INSTRUCTIONS FOR THE TASK ▸ Put the lines of all the entries below into a numbered list, skipping any blank lines. Leave the pictures out of your answer.

Records of labeled points:
-----

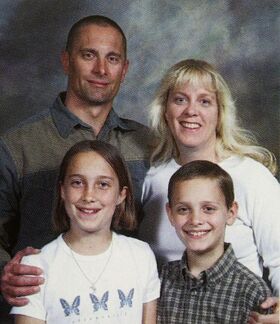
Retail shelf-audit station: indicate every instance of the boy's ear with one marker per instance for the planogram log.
(169, 213)
(122, 195)
(232, 213)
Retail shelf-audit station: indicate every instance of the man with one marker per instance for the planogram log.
(95, 62)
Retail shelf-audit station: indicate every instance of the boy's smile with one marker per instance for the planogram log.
(199, 215)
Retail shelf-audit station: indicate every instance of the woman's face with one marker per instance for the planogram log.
(192, 117)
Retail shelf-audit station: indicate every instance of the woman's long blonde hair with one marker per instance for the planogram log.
(231, 139)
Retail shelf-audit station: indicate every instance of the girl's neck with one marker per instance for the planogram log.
(88, 244)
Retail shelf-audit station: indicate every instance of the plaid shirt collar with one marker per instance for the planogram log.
(212, 275)
(65, 121)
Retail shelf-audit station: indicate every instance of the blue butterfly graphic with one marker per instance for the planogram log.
(99, 304)
(68, 309)
(126, 300)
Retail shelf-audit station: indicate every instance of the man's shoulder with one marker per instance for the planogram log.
(135, 125)
(28, 126)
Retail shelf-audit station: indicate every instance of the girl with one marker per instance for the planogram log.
(92, 274)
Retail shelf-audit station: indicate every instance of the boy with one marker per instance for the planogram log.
(208, 285)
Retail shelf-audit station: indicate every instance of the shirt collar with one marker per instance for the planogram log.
(65, 121)
(217, 271)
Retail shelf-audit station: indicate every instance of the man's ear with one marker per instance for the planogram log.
(169, 213)
(64, 59)
(232, 213)
(125, 69)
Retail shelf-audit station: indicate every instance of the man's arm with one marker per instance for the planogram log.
(13, 283)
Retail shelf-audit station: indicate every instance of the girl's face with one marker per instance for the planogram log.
(199, 215)
(91, 192)
(192, 117)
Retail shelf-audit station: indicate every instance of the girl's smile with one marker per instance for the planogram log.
(91, 193)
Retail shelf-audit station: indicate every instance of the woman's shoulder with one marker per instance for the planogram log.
(245, 165)
(162, 170)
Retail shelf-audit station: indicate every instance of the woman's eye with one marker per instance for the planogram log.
(180, 100)
(205, 102)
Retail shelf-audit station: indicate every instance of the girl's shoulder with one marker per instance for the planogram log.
(46, 255)
(127, 243)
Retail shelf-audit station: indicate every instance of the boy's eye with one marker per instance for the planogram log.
(103, 185)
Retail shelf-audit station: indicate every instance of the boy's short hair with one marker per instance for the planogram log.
(124, 217)
(203, 169)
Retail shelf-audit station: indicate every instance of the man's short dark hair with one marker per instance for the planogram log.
(93, 20)
(207, 170)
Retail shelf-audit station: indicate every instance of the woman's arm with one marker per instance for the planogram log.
(19, 279)
(150, 312)
(22, 319)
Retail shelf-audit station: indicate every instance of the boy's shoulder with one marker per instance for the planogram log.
(250, 280)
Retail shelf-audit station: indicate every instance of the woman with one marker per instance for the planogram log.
(194, 118)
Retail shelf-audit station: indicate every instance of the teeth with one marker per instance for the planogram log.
(190, 125)
(197, 233)
(88, 211)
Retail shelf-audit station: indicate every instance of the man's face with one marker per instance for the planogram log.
(96, 66)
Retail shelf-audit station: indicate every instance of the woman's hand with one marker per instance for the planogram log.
(257, 318)
(20, 280)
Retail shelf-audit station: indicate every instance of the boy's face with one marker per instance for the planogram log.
(199, 215)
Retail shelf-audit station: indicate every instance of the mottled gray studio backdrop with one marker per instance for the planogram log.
(240, 37)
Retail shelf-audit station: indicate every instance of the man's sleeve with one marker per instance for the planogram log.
(9, 202)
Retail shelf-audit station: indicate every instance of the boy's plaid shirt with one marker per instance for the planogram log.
(225, 293)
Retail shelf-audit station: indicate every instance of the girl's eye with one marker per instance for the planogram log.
(209, 209)
(182, 210)
(103, 185)
(76, 183)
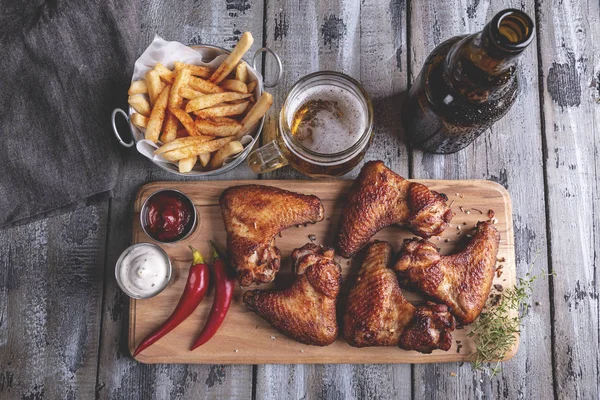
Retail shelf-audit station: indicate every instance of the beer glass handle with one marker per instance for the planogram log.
(267, 158)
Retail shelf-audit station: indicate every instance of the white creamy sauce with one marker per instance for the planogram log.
(144, 271)
(332, 131)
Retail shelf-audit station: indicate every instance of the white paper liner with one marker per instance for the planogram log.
(166, 53)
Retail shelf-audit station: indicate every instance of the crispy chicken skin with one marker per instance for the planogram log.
(462, 281)
(379, 197)
(306, 311)
(253, 215)
(377, 314)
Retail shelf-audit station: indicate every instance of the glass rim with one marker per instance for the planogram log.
(366, 134)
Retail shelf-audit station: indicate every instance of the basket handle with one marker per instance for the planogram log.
(279, 65)
(116, 131)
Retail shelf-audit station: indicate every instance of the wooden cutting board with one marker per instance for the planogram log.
(244, 337)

-----

TASK ANSWER ▸
1. Retail shelf-audit station: indicate every instance of the boy's ear with one marker per instance for the planogram log.
2. (169, 213)
3. (122, 195)
4. (232, 213)
5. Retail shelf-audit station: indicate every instance of the man with one marker per instance for the planogram log.
6. (95, 62)
7. Retail shelf-audit station: indicate every instance of the boy's smile with one marker per instance for the planogram log.
8. (199, 215)
9. Retail shelf-audit station: indicate every instance of the woman's face with one marker per instance for the planogram log.
10. (192, 117)
11. Retail shelf-audit station: indicate every instance of the woman's long blonde hair with one marker per instance for the planogram log.
12. (231, 139)
13. Retail shelf-audit station: indicate every instance of the girl's neck with one marker per instance for the planogram log.
14. (88, 244)
15. Retail shelf-audit station: indicate every instance of the plaid shirt collar with one marker per instance for the planogram log.
16. (212, 275)
17. (65, 121)
18. Retail shelf-audit station: indicate every instance of the blue butterfly graphic with one marker per instance for the planogram log.
19. (99, 304)
20. (68, 309)
21. (126, 300)
22. Retail shelf-audit station: indicate every instance of the man's shoulder with one marker per instance for the planogram log.
23. (135, 125)
24. (28, 126)
25. Retail shelf-audit station: indicate every instance of the girl with one marker per instance for the planogram log.
26. (92, 274)
27. Retail shelf-audit station: indicate every instance of the boy with one marker per instance for the planogram log.
28. (208, 285)
29. Retail shelf-audit station: indicate every instance of the shirt collar with one marker per instance for the planogram log.
30. (65, 121)
31. (217, 271)
32. Retail shelf-audit station: indicate every instance of the man's ear with one marker per instance for the planogram log.
33. (169, 213)
34. (64, 59)
35. (232, 213)
36. (125, 69)
37. Retail shelf-audit station: indicate every instance of the man's arm with one marker per instance for the planogram log.
38. (13, 283)
39. Retail shelf-audit station: indicate every instance of the girl's face with one marker per instance for the planogram log.
40. (199, 215)
41. (91, 192)
42. (192, 117)
43. Retail shelf-audit station: indicate every instance of the girl's smile with one marker per instance for the planogram log.
44. (91, 193)
45. Retail shelf-audit station: indicate every instance of the woman's shoulder with one marker per instance for the planogram log.
46. (245, 165)
47. (162, 170)
48. Retail shelf-audit station: indicate every instance of the woman's eye with one marker per instance for the planogram log.
49. (180, 100)
50. (205, 102)
51. Retail shelf-audit station: indicate every instance of the girl's shoulder with one marker per instance for the planogram log.
52. (46, 255)
53. (127, 243)
54. Retail shelf-audit station: indicate every instance of the boy's eye with one marker per instance for the planogram log.
55. (103, 185)
56. Retail shelf-audit station: indicate every instance of the boy's short hair with one marker per instance for the planogram log.
57. (124, 217)
58. (203, 169)
59. Retail shelf-audit station: indicate every instance of the man's short dark hair with one marker per instance for the planogram log.
60. (93, 20)
61. (207, 170)
62. Retail shelf-audit station: indicate every instance of the woman's arm with one marker per instance for the planogram log.
63. (19, 279)
64. (150, 312)
65. (22, 319)
66. Retail shelf-audit station: indicate every instance of the boy's shoulder with one marker per instance for the planogram log.
67. (250, 280)
68. Retail shelf-audit station: indicate every instance of the woman with one marker per instance for the planogram log.
69. (194, 118)
70. Retail shelf-audit station: indicate every instance of the teeth with one marker per instance for the planogram log.
71. (190, 125)
72. (197, 233)
73. (88, 211)
74. Retail shelf-audit station: indicate every instance of the man's face with one marker per instance for the planogram log.
75. (96, 66)
76. Retail shelf-audit station: indicate every instance of the woman's hand with one marker per instance for the planogram log.
77. (257, 318)
78. (20, 280)
79. Retail shelf-audit station: indicate every instance of the boy's face with one marker per instance for the planogram log.
80. (199, 215)
81. Retail shelf-audit station: indicate every instance of the mottled gray studio backdrop with one marker per instance for the planogram log.
82. (240, 37)
83. Retail shelf-audit station: indicate every instance of the man's sleeve with one marker per instance for the planogram log.
84. (9, 202)
85. Retail shelf-audit station: indicate every instance of the boy's plaid shirt with one marker per instance for the planogram log.
86. (225, 293)
87. Retail shelf-audit station: indicate every instance of the girl's eye with one marker per instance for the planogram log.
88. (209, 209)
89. (182, 210)
90. (103, 185)
91. (76, 183)
92. Retail shelf-audit station: indicate every instance of the beer glass handle with one marker per instance for the planogram log.
93. (267, 158)
94. Retail shelf-audit station: indicate every instance of the white creamy sauce with one marker per instance for the planogram log.
95. (144, 271)
96. (332, 131)
97. Retail shelf-audit station: indicate every instance of the white paper liner with one marker per instance for the planogram log.
98. (166, 53)
99. Retail shelf-audit station: indicate every instance of the crispy chicken skin with one marker per instance for the planogram log.
100. (462, 281)
101. (379, 197)
102. (306, 311)
103. (253, 215)
104. (377, 314)
105. Retail shelf-audit station: indicate every instance of the glass rim with one marker per instance for the planogram log.
106. (366, 134)
107. Retail shelf-audit station: indicate every instance of the basket handle with one marker per instance for the planogram log.
108. (279, 65)
109. (116, 131)
110. Retail shelf-audit station: indicate every instance of the wooden cutting board with one marker per instance for the planogram log.
111. (244, 337)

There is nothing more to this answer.